- **READING TEXT**:
====================

# valuation determined by valuation domain

Proof.  Let $R$ be a valuation domain, $K$ its field of fractions and $E$ the group of units of $R$. Then $E$ is a normal subgroup  of the multiplicative group  $K^{*}=K\!\smallsetminus\!\{0\}$.  So we can form the factor group$K^{*}/E$, consisting of all cosets $aE$ where  $a\in K^{*}$,  and attach to it the additional “coset” $0E$ getting thus a multiplicative group  $K/E$  equipped with zero.  If  $\mathfrak{m}=R\!\smallsetminus\!E$  is the maximal ideal   of $R$ (any valuation domain has a unique maximal ideal — cf. valuation domain is local), then we denote  $\mathfrak{m}^{*}=\mathfrak{m}\!\smallsetminus\!\{0\}$  and  $S=\mathfrak{m}^{*}/E=\{aE:\,\,a\in\mathfrak{m}^{*}\}$.  Then the subsemigroup $S$ of $K/E$ makes $K/E$ an ordered group equipped with zero.  It is not hard to check that the mapping

 $x\mapsto|x|:=xE$

from $K$ to  $K/E$  is a Krull valuation of the field $K$.

====================

- **STORED DATA**:
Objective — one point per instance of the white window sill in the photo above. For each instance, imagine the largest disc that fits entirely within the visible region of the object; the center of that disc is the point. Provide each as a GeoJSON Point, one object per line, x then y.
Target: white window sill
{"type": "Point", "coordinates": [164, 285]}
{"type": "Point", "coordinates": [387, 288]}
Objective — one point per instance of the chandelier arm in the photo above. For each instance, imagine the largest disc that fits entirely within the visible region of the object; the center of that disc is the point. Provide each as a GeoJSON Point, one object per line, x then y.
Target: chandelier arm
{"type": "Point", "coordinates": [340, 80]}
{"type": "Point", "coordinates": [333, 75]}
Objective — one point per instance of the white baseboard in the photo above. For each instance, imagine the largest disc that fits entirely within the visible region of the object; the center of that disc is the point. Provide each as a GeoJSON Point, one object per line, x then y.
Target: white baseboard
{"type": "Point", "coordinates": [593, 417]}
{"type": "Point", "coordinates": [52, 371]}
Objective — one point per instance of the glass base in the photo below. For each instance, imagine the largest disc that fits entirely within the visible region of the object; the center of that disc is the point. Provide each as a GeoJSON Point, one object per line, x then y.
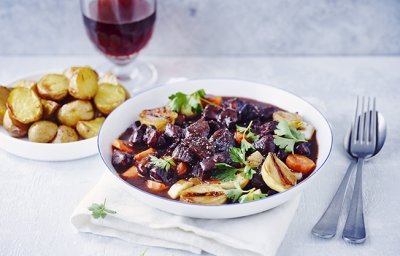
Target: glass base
{"type": "Point", "coordinates": [135, 77]}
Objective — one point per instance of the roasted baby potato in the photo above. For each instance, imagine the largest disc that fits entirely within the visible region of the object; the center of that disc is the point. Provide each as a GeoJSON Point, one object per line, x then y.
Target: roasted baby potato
{"type": "Point", "coordinates": [49, 108]}
{"type": "Point", "coordinates": [4, 92]}
{"type": "Point", "coordinates": [83, 83]}
{"type": "Point", "coordinates": [25, 105]}
{"type": "Point", "coordinates": [53, 87]}
{"type": "Point", "coordinates": [74, 111]}
{"type": "Point", "coordinates": [109, 97]}
{"type": "Point", "coordinates": [65, 134]}
{"type": "Point", "coordinates": [42, 131]}
{"type": "Point", "coordinates": [13, 127]}
{"type": "Point", "coordinates": [89, 129]}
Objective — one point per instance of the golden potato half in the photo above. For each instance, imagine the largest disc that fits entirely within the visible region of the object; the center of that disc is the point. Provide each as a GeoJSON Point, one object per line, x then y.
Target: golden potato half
{"type": "Point", "coordinates": [53, 87]}
{"type": "Point", "coordinates": [89, 129]}
{"type": "Point", "coordinates": [13, 127]}
{"type": "Point", "coordinates": [83, 83]}
{"type": "Point", "coordinates": [108, 97]}
{"type": "Point", "coordinates": [49, 108]}
{"type": "Point", "coordinates": [42, 131]}
{"type": "Point", "coordinates": [25, 105]}
{"type": "Point", "coordinates": [65, 134]}
{"type": "Point", "coordinates": [74, 111]}
{"type": "Point", "coordinates": [4, 92]}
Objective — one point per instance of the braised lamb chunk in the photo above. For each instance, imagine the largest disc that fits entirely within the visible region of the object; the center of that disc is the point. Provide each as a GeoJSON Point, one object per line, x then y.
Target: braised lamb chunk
{"type": "Point", "coordinates": [121, 160]}
{"type": "Point", "coordinates": [199, 128]}
{"type": "Point", "coordinates": [265, 144]}
{"type": "Point", "coordinates": [222, 140]}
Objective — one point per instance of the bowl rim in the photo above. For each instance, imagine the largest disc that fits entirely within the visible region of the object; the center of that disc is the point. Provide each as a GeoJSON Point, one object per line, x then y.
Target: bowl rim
{"type": "Point", "coordinates": [199, 206]}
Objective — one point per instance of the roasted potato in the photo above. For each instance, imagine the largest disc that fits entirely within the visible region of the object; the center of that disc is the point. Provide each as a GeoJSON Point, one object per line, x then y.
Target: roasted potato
{"type": "Point", "coordinates": [4, 92]}
{"type": "Point", "coordinates": [42, 131]}
{"type": "Point", "coordinates": [49, 108]}
{"type": "Point", "coordinates": [109, 97]}
{"type": "Point", "coordinates": [65, 134]}
{"type": "Point", "coordinates": [70, 71]}
{"type": "Point", "coordinates": [53, 87]}
{"type": "Point", "coordinates": [13, 127]}
{"type": "Point", "coordinates": [89, 129]}
{"type": "Point", "coordinates": [77, 110]}
{"type": "Point", "coordinates": [83, 83]}
{"type": "Point", "coordinates": [25, 105]}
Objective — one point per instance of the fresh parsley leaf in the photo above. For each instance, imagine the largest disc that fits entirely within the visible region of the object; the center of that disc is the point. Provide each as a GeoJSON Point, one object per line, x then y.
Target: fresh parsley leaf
{"type": "Point", "coordinates": [100, 210]}
{"type": "Point", "coordinates": [287, 136]}
{"type": "Point", "coordinates": [237, 155]}
{"type": "Point", "coordinates": [248, 172]}
{"type": "Point", "coordinates": [225, 172]}
{"type": "Point", "coordinates": [163, 163]}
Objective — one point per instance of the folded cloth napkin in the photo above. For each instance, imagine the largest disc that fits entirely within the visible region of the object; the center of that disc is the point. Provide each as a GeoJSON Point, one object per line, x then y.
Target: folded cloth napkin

====================

- **SHORT PROBLEM 1**: Copy the stretch of the valuation proof from "Proof.  Let $R$" through "the field $K$.".
- **SHORT PROBLEM 2**: Translate this sentence from the valuation proof into Spanish: "Then $E$ is a normal subgroup of the multiplicative group $K^{*}=K\!\smallsetminus\!\{0\}$."

- **EXPECTED OUTPUT 1**:
Proof.  Let $R$ be a valuation domain, $K$ its field of fractions and $E$ the group of units of $R$. Then $E$ is a normal subgroup  of the multiplicative group  $K^{*}=K\!\smallsetminus\!\{0\}$.  So we can form the factor group$K^{*}/E$, consisting of all cosets $aE$ where  $a\in K^{*}$,  and attach to it the additional “coset” $0E$ getting thus a multiplicative group  $K/E$  equipped with zero.  If  $\mathfrak{m}=R\!\smallsetminus\!E$  is the maximal ideal   of $R$ (any valuation domain has a unique maximal ideal — cf. valuation domain is local), then we denote  $\mathfrak{m}^{*}=\mathfrak{m}\!\smallsetminus\!\{0\}$  and  $S=\mathfrak{m}^{*}/E=\{aE:\,\,a\in\mathfrak{m}^{*}\}$.  Then the subsemigroup $S$ of $K/E$ makes $K/E$ an ordered group equipped with zero.  It is not hard to check that the mapping

 $x\mapsto|x|:=xE$

from $K$ to  $K/E$  is a Krull valuation of the field $K$.

- **EXPECTED OUTPUT 2**: Entonces $E$ es un subgrupo normal del grupo multiplicativo $K^{*}=K\!\smallsetminus\!\{0\}$.